Written problem A | Revise the part of the article about the Keisel beards starting at "Last June, eight" and ending at "way to Dallas.", replacing "Wyoming" with "Montana".
Written problem B | Write what comes next in the article about the Keisel beards, picking up right after its final sentence.

Passage provided |
------------------------------------
FAIRVIEW, Sanpete County — The key to the Pittsburgh Steelers making it to the Super Bowl is sitting right here in Lane Keisel's ranch house.

Well, half of the key.

Last June, eight long months ago, Lane and his son Brett, who plays defensive end for the Steelers, were hunting in Wyoming. They hadn't shaved on the trip. Both of them had a pretty good start on a beard.

"Brett said, 'I'm not going to cut mine until we make the playoffs,'" remembers Lane. "I said I'd grow mine too.

"It was a good luck kind of thing."

Now look at them.

Brett and his Steelers teammates are headed from Pittsburgh to Dallas this week for Super Bowl XLV Sunday against the Green Bay Packers, while here in Sanpete County, Lane and Connie Keisel will be locking up the house this Thursday, asking somebody to feed the horse, and likewise making their way to Dallas.

Brett did the dirty work. The former BYU and Snow College football player anchored the right end of the Steelers line throughout a 12-4 regular season and playoff wins over the Baltimore Ravens and the New York Jets. Despite injury problems in the middle of the season, he finished with 33 tackles in 11 games, 3 sacks, seven pass deflections and an interception that went for a touchdown. All in all his best NFL season yet — and he's got his first-ever Pro Bowl invitation to prove it.

All Lane had to do was grow his beard.

"I don't dare shave," he says. "I'm not a superstitious person. but I'm also not one to push the envelope."

The same goes for his son, whose beard has taken on a life of its own. As the Steelers season has steamrolled, so has The Beard. It's been called the best beard in sports. A thing of legend. Glorious. The Steelers Secret Weapon. The Beard has its own Twitter page and Facebook page (Brett Keisel's Beard). It's been on magazine covers and in newspapers from coast to coast. It has its own T-shirt line. The other day it had its own press conference. If the Steelers win the Super Bowl it just might be enshrined forever in the Hall of Fame.
------------------------------------
Information supplied |

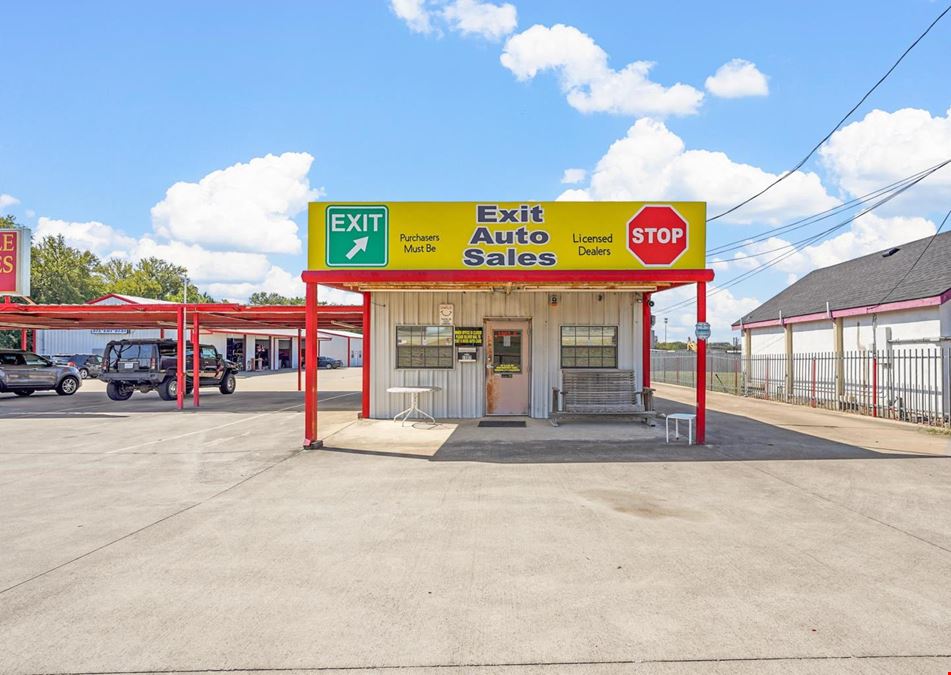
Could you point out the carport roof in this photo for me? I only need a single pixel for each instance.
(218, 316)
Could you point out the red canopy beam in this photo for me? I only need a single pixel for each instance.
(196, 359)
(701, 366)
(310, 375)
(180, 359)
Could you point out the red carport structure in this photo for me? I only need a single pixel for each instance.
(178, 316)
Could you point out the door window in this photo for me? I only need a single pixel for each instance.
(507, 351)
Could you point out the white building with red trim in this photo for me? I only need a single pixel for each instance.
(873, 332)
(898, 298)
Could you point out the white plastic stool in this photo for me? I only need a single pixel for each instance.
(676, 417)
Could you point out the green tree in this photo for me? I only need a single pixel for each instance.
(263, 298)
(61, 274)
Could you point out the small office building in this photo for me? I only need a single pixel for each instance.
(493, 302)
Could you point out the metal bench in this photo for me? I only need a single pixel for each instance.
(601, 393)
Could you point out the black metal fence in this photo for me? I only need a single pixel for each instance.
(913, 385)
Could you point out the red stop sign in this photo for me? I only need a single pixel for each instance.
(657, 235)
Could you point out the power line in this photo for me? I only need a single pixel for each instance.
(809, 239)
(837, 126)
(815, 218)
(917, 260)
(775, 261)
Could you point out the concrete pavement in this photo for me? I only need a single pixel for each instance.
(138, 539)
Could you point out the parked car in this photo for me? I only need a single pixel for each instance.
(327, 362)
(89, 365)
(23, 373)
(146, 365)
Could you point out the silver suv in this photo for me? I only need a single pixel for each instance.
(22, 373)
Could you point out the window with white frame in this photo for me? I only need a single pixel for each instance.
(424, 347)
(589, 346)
------------------------------------
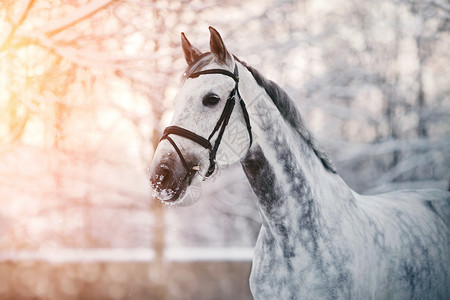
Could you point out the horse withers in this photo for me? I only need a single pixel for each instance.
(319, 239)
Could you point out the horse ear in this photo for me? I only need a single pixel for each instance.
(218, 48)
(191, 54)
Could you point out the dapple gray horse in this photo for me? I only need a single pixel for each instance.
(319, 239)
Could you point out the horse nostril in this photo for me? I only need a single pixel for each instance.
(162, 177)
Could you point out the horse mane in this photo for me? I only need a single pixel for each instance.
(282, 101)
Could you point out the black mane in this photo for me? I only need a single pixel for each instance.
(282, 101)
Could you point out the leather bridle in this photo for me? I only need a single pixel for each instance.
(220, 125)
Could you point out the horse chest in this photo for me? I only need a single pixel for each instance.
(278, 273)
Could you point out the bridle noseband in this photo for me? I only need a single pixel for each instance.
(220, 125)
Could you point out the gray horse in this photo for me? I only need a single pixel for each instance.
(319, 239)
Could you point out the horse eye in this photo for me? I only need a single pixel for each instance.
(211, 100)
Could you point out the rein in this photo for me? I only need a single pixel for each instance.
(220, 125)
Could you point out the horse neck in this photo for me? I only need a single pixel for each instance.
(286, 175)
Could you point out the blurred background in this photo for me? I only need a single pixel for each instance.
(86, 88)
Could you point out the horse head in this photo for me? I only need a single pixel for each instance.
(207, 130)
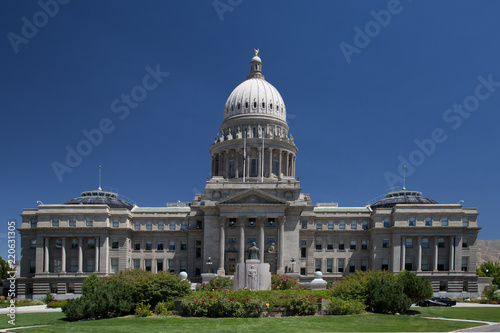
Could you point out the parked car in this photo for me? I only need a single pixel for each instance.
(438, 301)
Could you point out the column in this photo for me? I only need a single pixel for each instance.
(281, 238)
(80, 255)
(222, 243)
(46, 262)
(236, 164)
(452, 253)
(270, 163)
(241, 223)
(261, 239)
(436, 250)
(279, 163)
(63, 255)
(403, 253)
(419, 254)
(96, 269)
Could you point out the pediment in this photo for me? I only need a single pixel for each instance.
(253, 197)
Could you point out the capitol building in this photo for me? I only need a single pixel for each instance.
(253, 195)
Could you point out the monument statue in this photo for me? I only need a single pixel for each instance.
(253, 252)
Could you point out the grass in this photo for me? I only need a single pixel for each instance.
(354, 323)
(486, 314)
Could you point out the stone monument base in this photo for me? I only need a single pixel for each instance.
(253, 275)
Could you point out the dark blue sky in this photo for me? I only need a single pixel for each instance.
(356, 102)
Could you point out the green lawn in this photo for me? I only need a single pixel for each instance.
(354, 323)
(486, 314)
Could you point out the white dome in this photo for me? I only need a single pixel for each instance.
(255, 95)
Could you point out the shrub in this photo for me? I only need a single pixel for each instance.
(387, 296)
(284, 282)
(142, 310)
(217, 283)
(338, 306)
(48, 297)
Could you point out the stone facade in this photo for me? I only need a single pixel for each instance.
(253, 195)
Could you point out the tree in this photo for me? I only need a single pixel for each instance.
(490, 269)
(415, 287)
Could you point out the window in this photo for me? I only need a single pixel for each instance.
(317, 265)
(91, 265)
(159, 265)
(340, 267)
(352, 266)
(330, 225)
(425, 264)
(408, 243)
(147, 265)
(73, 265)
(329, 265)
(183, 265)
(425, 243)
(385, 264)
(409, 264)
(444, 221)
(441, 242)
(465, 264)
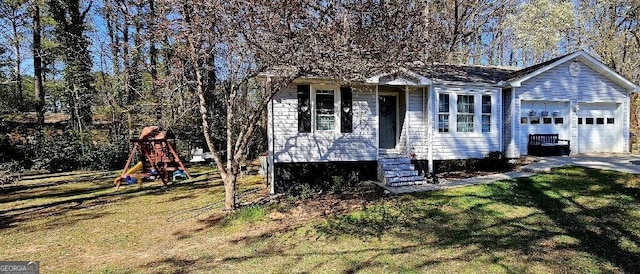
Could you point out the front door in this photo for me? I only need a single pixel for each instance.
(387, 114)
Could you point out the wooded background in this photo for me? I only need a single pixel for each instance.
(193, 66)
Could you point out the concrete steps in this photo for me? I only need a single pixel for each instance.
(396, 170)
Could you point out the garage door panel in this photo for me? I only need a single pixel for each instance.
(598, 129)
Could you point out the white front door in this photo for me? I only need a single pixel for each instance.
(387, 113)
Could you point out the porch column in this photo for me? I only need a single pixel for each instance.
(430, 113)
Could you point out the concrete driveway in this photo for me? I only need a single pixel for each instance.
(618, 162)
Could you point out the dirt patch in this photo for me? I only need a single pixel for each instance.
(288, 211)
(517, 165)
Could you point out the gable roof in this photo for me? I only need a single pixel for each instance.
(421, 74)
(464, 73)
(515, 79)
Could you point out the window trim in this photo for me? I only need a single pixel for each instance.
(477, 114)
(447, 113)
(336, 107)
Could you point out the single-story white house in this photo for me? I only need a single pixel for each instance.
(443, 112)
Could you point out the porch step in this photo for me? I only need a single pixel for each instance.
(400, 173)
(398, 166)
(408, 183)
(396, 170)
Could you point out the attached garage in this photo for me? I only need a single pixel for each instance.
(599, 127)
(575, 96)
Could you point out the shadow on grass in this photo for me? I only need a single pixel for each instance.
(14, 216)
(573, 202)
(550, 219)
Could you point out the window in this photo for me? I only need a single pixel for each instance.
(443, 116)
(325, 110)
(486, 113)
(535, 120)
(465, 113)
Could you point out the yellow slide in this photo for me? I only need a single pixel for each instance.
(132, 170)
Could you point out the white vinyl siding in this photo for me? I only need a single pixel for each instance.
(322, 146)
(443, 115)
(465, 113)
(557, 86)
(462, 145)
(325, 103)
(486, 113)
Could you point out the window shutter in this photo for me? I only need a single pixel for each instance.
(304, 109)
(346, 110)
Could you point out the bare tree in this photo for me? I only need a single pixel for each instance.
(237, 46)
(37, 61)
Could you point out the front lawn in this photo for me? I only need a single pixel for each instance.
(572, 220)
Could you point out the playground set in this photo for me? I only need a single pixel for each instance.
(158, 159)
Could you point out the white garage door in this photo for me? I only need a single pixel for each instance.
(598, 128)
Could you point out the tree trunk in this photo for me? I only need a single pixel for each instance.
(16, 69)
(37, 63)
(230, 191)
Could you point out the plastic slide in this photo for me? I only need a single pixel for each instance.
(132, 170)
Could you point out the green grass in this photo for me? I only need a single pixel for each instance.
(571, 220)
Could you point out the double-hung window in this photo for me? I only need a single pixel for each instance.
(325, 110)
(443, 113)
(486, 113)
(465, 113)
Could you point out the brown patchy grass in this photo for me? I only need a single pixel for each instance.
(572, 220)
------------------------------------
Task result A |
Last June, eight long months ago, Lane and his son Brett, who plays defensive end for the Steelers, were hunting in Montana. They hadn't shaved on the trip. Both of them had a pretty good start on a beard.

"Brett said, 'I'm not going to cut mine until we make the playoffs,'" remembers Lane. "I said I'd grow mine too.

"It was a good luck kind of thing."

Now look at them.

Brett and his Steelers teammates are headed from Pittsburgh to Dallas this week for Super Bowl XLV Sunday against the Green Bay Packers, while here in Sanpete County, Lane and Connie Keisel will be locking up the house this Thursday, asking somebody to feed the horse, and likewise making their way to Dallas.

Task result B |
Since last June, Brett's beard has grown to immense dimensions. It could double as a blanket. Small children could play in it.

His dad's, on the other hand, is more George Clooney than Grizzly Adams.

Lane strokes it caringly.

"I said I wouldn't cut it," he says, "I didn't say I wouldn't trim it."

One person who is not a bit surprised that no male in the family has shaved since last June — not Brett nor Lane nor Brett's brother Chad nor his brother-in-law Paul nor any number of other relatives, or that it was Brett who got it started — is Connie Keisel.

"Brett's always had this ability to have fun, to remember that it's still a game," says his mother.

It helps explain how a rather unheralded seventh round draft choice out of BYU in 2000 is still playing professional football nine years later, on the same team, and chasing his third Super Bowl ring.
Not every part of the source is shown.